**TASK TO COMPLETE:**
Which lines in the records below contain the word "green", with case taken into account? Copy each of those lines in full.

**DATA SUPPLIED:**
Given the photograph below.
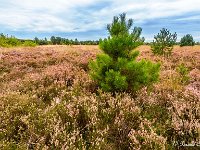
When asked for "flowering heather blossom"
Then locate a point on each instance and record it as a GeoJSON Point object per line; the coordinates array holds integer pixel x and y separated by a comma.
{"type": "Point", "coordinates": [47, 100]}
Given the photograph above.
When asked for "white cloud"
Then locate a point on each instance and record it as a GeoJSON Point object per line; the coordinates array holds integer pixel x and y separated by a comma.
{"type": "Point", "coordinates": [65, 15]}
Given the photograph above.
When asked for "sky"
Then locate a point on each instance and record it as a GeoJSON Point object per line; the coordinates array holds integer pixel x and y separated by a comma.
{"type": "Point", "coordinates": [87, 19]}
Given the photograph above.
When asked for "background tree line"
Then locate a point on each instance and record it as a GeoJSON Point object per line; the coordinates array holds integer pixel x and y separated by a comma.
{"type": "Point", "coordinates": [10, 41]}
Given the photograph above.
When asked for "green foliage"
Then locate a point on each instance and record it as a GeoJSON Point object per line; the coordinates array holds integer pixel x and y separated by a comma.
{"type": "Point", "coordinates": [187, 40]}
{"type": "Point", "coordinates": [29, 43]}
{"type": "Point", "coordinates": [6, 41]}
{"type": "Point", "coordinates": [183, 72]}
{"type": "Point", "coordinates": [163, 43]}
{"type": "Point", "coordinates": [117, 69]}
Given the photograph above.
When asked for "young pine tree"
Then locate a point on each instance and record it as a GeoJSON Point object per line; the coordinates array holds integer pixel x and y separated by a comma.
{"type": "Point", "coordinates": [116, 70]}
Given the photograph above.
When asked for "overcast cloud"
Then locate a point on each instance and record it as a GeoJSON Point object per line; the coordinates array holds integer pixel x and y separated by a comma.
{"type": "Point", "coordinates": [87, 19]}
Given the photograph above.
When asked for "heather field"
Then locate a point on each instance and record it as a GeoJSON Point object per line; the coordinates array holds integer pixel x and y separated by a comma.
{"type": "Point", "coordinates": [48, 101]}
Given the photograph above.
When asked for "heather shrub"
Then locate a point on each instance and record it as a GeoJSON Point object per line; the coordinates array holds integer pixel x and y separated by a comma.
{"type": "Point", "coordinates": [116, 70]}
{"type": "Point", "coordinates": [163, 42]}
{"type": "Point", "coordinates": [29, 43]}
{"type": "Point", "coordinates": [187, 40]}
{"type": "Point", "coordinates": [184, 74]}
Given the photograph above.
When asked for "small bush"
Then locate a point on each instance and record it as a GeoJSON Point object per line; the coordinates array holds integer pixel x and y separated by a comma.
{"type": "Point", "coordinates": [163, 43]}
{"type": "Point", "coordinates": [116, 70]}
{"type": "Point", "coordinates": [187, 40]}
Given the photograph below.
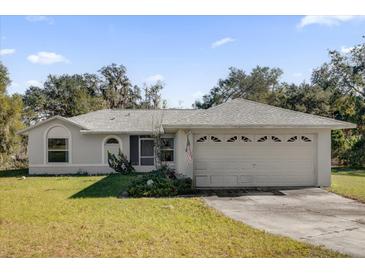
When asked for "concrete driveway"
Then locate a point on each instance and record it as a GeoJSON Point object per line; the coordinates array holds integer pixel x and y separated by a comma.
{"type": "Point", "coordinates": [312, 215]}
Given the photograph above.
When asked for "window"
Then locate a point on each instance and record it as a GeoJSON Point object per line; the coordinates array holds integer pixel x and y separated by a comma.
{"type": "Point", "coordinates": [58, 150]}
{"type": "Point", "coordinates": [232, 139]}
{"type": "Point", "coordinates": [246, 139]}
{"type": "Point", "coordinates": [147, 153]}
{"type": "Point", "coordinates": [112, 141]}
{"type": "Point", "coordinates": [167, 149]}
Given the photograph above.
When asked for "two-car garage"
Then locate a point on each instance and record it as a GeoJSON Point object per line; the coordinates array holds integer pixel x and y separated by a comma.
{"type": "Point", "coordinates": [247, 160]}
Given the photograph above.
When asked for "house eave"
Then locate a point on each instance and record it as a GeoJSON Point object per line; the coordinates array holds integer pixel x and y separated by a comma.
{"type": "Point", "coordinates": [26, 130]}
{"type": "Point", "coordinates": [139, 132]}
{"type": "Point", "coordinates": [345, 125]}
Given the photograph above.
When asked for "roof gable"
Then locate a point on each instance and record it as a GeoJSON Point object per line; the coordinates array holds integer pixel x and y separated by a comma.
{"type": "Point", "coordinates": [249, 114]}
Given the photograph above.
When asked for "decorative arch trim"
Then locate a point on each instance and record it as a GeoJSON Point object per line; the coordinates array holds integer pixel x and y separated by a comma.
{"type": "Point", "coordinates": [104, 142]}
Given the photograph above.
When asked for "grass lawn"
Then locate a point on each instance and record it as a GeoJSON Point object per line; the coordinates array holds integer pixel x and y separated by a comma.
{"type": "Point", "coordinates": [349, 183]}
{"type": "Point", "coordinates": [80, 216]}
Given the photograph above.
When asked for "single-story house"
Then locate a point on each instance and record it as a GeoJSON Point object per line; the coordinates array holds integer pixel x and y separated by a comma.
{"type": "Point", "coordinates": [239, 143]}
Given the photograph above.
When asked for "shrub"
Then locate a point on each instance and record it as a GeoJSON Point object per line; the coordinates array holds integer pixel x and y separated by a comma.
{"type": "Point", "coordinates": [162, 182]}
{"type": "Point", "coordinates": [120, 163]}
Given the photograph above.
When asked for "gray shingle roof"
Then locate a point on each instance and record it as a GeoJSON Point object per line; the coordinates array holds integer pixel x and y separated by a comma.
{"type": "Point", "coordinates": [129, 120]}
{"type": "Point", "coordinates": [250, 114]}
{"type": "Point", "coordinates": [237, 113]}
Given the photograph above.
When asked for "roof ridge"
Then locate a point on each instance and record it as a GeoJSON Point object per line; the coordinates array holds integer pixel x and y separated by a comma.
{"type": "Point", "coordinates": [290, 110]}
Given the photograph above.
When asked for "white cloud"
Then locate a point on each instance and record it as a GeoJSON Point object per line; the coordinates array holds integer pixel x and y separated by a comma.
{"type": "Point", "coordinates": [6, 52]}
{"type": "Point", "coordinates": [222, 41]}
{"type": "Point", "coordinates": [47, 58]}
{"type": "Point", "coordinates": [34, 83]}
{"type": "Point", "coordinates": [297, 74]}
{"type": "Point", "coordinates": [39, 18]}
{"type": "Point", "coordinates": [326, 20]}
{"type": "Point", "coordinates": [346, 50]}
{"type": "Point", "coordinates": [155, 78]}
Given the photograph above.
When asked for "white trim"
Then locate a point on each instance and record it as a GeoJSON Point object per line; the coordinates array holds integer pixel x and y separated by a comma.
{"type": "Point", "coordinates": [169, 149]}
{"type": "Point", "coordinates": [45, 145]}
{"type": "Point", "coordinates": [67, 165]}
{"type": "Point", "coordinates": [23, 131]}
{"type": "Point", "coordinates": [103, 145]}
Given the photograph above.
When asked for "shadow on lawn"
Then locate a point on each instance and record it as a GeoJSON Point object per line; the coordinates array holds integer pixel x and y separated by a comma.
{"type": "Point", "coordinates": [14, 172]}
{"type": "Point", "coordinates": [109, 186]}
{"type": "Point", "coordinates": [348, 171]}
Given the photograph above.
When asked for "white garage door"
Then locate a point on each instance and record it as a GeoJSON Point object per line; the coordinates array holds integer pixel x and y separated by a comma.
{"type": "Point", "coordinates": [254, 160]}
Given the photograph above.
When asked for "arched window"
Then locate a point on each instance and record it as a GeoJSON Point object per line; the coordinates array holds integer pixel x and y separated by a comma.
{"type": "Point", "coordinates": [112, 141]}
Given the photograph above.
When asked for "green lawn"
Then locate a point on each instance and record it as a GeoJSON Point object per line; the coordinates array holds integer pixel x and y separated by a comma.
{"type": "Point", "coordinates": [349, 183]}
{"type": "Point", "coordinates": [80, 216]}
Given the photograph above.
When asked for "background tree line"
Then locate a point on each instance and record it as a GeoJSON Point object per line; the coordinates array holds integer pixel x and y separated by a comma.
{"type": "Point", "coordinates": [336, 90]}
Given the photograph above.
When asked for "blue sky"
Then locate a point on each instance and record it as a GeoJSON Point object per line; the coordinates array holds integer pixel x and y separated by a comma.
{"type": "Point", "coordinates": [189, 53]}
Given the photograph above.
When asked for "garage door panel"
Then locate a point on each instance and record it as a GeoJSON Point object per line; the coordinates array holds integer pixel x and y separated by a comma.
{"type": "Point", "coordinates": [255, 164]}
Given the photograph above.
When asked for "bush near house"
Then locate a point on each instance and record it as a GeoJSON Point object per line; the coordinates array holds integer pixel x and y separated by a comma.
{"type": "Point", "coordinates": [163, 182]}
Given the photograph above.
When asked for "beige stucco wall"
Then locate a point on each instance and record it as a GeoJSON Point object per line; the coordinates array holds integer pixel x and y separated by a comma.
{"type": "Point", "coordinates": [85, 154]}
{"type": "Point", "coordinates": [322, 161]}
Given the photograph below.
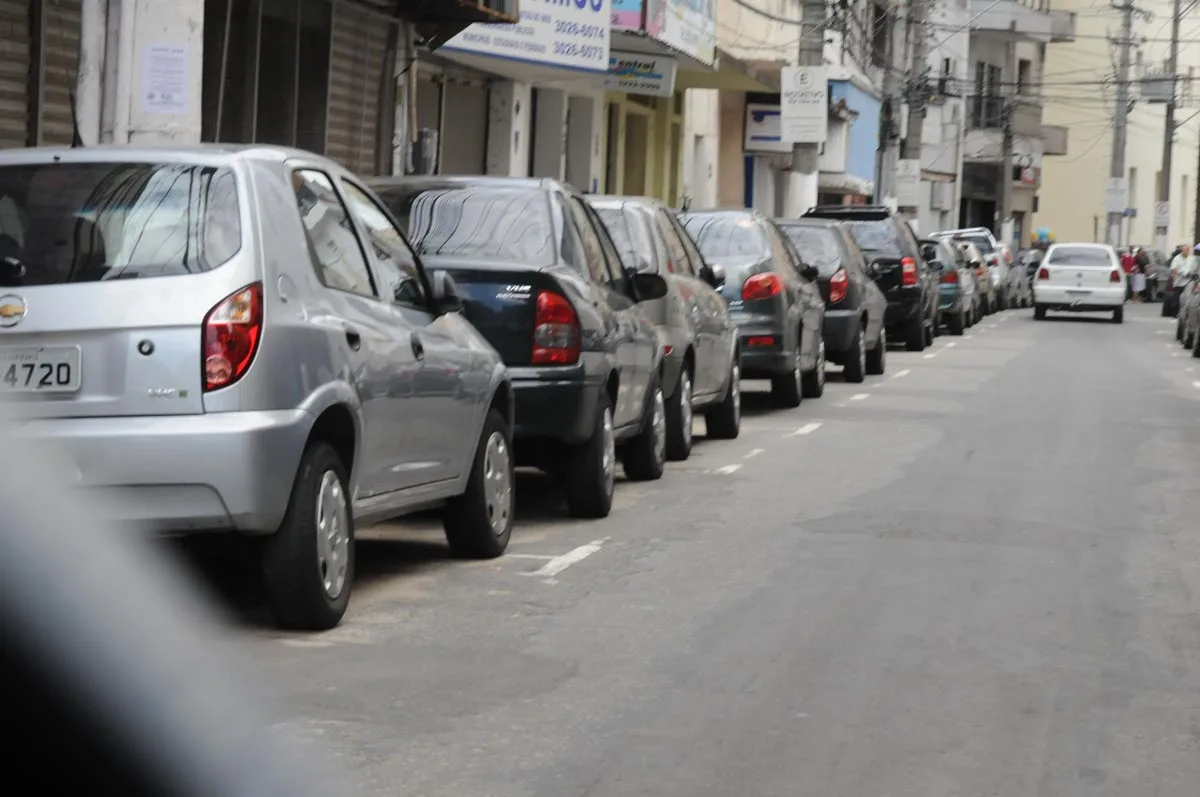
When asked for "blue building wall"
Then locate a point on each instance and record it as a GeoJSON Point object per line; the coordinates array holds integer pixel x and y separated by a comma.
{"type": "Point", "coordinates": [864, 131]}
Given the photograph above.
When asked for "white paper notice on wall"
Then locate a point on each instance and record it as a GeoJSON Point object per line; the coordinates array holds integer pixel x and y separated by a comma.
{"type": "Point", "coordinates": [165, 79]}
{"type": "Point", "coordinates": [803, 105]}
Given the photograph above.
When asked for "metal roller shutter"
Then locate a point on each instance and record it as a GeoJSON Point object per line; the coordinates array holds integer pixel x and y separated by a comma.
{"type": "Point", "coordinates": [60, 59]}
{"type": "Point", "coordinates": [357, 66]}
{"type": "Point", "coordinates": [13, 73]}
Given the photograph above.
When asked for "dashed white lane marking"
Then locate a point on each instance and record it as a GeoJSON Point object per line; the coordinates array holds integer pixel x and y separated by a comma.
{"type": "Point", "coordinates": [559, 563]}
{"type": "Point", "coordinates": [808, 429]}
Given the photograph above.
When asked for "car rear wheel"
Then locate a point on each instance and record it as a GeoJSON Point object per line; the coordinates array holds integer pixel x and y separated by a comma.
{"type": "Point", "coordinates": [786, 388]}
{"type": "Point", "coordinates": [479, 522]}
{"type": "Point", "coordinates": [592, 467]}
{"type": "Point", "coordinates": [679, 419]}
{"type": "Point", "coordinates": [724, 421]}
{"type": "Point", "coordinates": [646, 455]}
{"type": "Point", "coordinates": [855, 358]}
{"type": "Point", "coordinates": [309, 563]}
{"type": "Point", "coordinates": [877, 358]}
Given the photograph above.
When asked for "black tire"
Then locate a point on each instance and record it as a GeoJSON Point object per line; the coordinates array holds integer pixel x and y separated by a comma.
{"type": "Point", "coordinates": [479, 522]}
{"type": "Point", "coordinates": [877, 357]}
{"type": "Point", "coordinates": [855, 358]}
{"type": "Point", "coordinates": [591, 467]}
{"type": "Point", "coordinates": [786, 388]}
{"type": "Point", "coordinates": [813, 383]}
{"type": "Point", "coordinates": [958, 322]}
{"type": "Point", "coordinates": [915, 334]}
{"type": "Point", "coordinates": [295, 564]}
{"type": "Point", "coordinates": [724, 421]}
{"type": "Point", "coordinates": [679, 419]}
{"type": "Point", "coordinates": [645, 456]}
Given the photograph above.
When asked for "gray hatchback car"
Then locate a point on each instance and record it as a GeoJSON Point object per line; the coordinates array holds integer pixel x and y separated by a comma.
{"type": "Point", "coordinates": [241, 340]}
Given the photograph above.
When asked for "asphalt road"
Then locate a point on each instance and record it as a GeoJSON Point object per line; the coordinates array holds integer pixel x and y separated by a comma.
{"type": "Point", "coordinates": [978, 574]}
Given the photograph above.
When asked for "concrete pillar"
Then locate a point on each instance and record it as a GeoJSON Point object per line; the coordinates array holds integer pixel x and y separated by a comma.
{"type": "Point", "coordinates": [159, 59]}
{"type": "Point", "coordinates": [508, 129]}
{"type": "Point", "coordinates": [585, 143]}
{"type": "Point", "coordinates": [550, 135]}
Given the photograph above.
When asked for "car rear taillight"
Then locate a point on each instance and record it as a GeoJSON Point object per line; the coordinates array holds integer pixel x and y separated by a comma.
{"type": "Point", "coordinates": [761, 286]}
{"type": "Point", "coordinates": [556, 330]}
{"type": "Point", "coordinates": [838, 285]}
{"type": "Point", "coordinates": [231, 335]}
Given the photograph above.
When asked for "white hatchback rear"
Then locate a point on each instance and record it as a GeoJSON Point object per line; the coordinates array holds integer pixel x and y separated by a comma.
{"type": "Point", "coordinates": [1080, 277]}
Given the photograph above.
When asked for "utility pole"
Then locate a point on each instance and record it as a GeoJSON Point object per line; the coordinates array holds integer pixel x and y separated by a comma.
{"type": "Point", "coordinates": [1116, 162]}
{"type": "Point", "coordinates": [1164, 184]}
{"type": "Point", "coordinates": [918, 85]}
{"type": "Point", "coordinates": [811, 53]}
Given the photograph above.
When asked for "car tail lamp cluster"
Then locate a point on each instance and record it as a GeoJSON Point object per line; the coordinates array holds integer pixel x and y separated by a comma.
{"type": "Point", "coordinates": [231, 335]}
{"type": "Point", "coordinates": [556, 330]}
{"type": "Point", "coordinates": [838, 285]}
{"type": "Point", "coordinates": [761, 286]}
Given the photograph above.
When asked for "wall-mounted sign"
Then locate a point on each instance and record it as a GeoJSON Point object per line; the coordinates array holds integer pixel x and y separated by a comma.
{"type": "Point", "coordinates": [687, 25]}
{"type": "Point", "coordinates": [804, 105]}
{"type": "Point", "coordinates": [627, 15]}
{"type": "Point", "coordinates": [640, 73]}
{"type": "Point", "coordinates": [571, 35]}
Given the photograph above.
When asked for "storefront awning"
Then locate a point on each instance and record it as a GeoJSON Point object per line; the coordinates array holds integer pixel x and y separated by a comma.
{"type": "Point", "coordinates": [732, 75]}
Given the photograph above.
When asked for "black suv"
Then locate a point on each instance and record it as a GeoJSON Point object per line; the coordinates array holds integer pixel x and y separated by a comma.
{"type": "Point", "coordinates": [541, 281]}
{"type": "Point", "coordinates": [897, 267]}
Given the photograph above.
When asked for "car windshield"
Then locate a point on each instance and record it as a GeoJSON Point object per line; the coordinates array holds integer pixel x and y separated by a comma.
{"type": "Point", "coordinates": [477, 222]}
{"type": "Point", "coordinates": [87, 222]}
{"type": "Point", "coordinates": [725, 237]}
{"type": "Point", "coordinates": [1084, 256]}
{"type": "Point", "coordinates": [628, 233]}
{"type": "Point", "coordinates": [877, 237]}
{"type": "Point", "coordinates": [817, 246]}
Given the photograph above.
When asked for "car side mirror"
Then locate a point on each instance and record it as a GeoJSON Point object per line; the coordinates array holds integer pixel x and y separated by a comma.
{"type": "Point", "coordinates": [648, 287]}
{"type": "Point", "coordinates": [447, 298]}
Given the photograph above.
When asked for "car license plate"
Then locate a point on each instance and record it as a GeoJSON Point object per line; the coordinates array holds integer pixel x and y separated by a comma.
{"type": "Point", "coordinates": [40, 369]}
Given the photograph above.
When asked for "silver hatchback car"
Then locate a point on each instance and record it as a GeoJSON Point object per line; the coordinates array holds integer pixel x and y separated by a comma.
{"type": "Point", "coordinates": [241, 340]}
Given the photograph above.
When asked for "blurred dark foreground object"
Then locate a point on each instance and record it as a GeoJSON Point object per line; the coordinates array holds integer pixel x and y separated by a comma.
{"type": "Point", "coordinates": [114, 671]}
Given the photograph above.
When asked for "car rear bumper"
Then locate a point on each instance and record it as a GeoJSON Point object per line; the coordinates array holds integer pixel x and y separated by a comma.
{"type": "Point", "coordinates": [184, 473]}
{"type": "Point", "coordinates": [1081, 299]}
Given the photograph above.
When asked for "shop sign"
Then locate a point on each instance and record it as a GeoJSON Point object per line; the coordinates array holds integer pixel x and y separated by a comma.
{"type": "Point", "coordinates": [627, 15]}
{"type": "Point", "coordinates": [640, 73]}
{"type": "Point", "coordinates": [762, 130]}
{"type": "Point", "coordinates": [687, 25]}
{"type": "Point", "coordinates": [568, 34]}
{"type": "Point", "coordinates": [804, 105]}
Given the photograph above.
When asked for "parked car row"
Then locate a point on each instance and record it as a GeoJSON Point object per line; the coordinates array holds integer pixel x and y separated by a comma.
{"type": "Point", "coordinates": [252, 340]}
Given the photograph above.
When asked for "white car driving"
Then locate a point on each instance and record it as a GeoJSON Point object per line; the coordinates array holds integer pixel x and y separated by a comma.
{"type": "Point", "coordinates": [1080, 277]}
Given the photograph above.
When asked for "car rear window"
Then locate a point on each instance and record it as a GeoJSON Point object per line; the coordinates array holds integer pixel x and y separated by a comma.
{"type": "Point", "coordinates": [817, 246]}
{"type": "Point", "coordinates": [720, 237]}
{"type": "Point", "coordinates": [876, 238]}
{"type": "Point", "coordinates": [628, 234]}
{"type": "Point", "coordinates": [87, 222]}
{"type": "Point", "coordinates": [477, 222]}
{"type": "Point", "coordinates": [1086, 256]}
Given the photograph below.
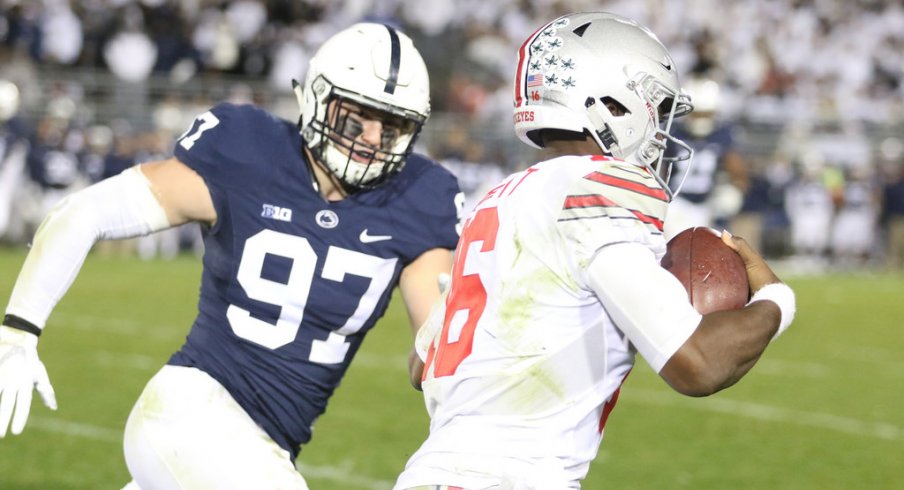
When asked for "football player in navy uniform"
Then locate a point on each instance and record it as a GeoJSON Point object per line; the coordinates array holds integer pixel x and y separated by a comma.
{"type": "Point", "coordinates": [711, 190]}
{"type": "Point", "coordinates": [308, 229]}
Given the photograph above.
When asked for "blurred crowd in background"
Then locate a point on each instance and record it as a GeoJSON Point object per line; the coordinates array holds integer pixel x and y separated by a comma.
{"type": "Point", "coordinates": [811, 90]}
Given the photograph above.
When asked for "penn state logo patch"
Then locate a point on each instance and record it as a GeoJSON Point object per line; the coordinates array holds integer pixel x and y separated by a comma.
{"type": "Point", "coordinates": [326, 219]}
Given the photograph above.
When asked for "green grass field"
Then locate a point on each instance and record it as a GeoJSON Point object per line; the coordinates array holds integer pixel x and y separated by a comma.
{"type": "Point", "coordinates": [824, 408]}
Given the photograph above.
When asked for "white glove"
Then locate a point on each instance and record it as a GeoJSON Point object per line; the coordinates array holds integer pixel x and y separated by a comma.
{"type": "Point", "coordinates": [20, 372]}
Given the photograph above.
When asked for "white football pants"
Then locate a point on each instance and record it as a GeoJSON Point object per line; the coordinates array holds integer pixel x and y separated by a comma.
{"type": "Point", "coordinates": [187, 432]}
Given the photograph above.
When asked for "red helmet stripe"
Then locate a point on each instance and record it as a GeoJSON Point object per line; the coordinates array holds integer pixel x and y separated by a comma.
{"type": "Point", "coordinates": [520, 78]}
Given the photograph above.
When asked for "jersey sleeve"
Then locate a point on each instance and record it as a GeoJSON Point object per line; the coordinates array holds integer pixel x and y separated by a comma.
{"type": "Point", "coordinates": [617, 203]}
{"type": "Point", "coordinates": [645, 301]}
{"type": "Point", "coordinates": [435, 196]}
{"type": "Point", "coordinates": [224, 144]}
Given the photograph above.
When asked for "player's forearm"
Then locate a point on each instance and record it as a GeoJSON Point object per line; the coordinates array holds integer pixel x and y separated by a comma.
{"type": "Point", "coordinates": [722, 350]}
{"type": "Point", "coordinates": [119, 207]}
{"type": "Point", "coordinates": [415, 369]}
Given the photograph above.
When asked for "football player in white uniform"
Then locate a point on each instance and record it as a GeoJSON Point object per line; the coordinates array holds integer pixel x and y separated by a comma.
{"type": "Point", "coordinates": [557, 283]}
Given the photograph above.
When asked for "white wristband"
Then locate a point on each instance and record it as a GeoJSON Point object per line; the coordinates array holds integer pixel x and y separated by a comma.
{"type": "Point", "coordinates": [122, 206]}
{"type": "Point", "coordinates": [781, 295]}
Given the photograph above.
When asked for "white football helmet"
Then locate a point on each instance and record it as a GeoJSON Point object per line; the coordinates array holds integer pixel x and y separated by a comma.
{"type": "Point", "coordinates": [378, 69]}
{"type": "Point", "coordinates": [571, 68]}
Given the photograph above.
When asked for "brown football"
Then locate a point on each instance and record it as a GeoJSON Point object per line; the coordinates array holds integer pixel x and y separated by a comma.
{"type": "Point", "coordinates": [712, 273]}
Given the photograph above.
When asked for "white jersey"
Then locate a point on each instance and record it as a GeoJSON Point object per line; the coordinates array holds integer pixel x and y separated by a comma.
{"type": "Point", "coordinates": [529, 363]}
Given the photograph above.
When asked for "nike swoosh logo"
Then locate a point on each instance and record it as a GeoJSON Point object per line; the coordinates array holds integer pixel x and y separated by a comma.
{"type": "Point", "coordinates": [365, 238]}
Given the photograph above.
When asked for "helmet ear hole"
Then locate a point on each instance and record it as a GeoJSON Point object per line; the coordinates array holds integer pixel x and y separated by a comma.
{"type": "Point", "coordinates": [615, 107]}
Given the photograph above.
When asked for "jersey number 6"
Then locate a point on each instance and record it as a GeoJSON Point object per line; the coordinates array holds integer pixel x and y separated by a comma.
{"type": "Point", "coordinates": [467, 298]}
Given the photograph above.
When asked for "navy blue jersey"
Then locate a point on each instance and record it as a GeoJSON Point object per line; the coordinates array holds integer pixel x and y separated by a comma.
{"type": "Point", "coordinates": [709, 153]}
{"type": "Point", "coordinates": [291, 282]}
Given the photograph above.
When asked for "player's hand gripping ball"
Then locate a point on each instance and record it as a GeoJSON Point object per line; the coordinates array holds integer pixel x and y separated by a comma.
{"type": "Point", "coordinates": [713, 274]}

**FULL OUTPUT:**
When asked for "green foliage"
When asked for "green lawn"
When asked for "green grass field"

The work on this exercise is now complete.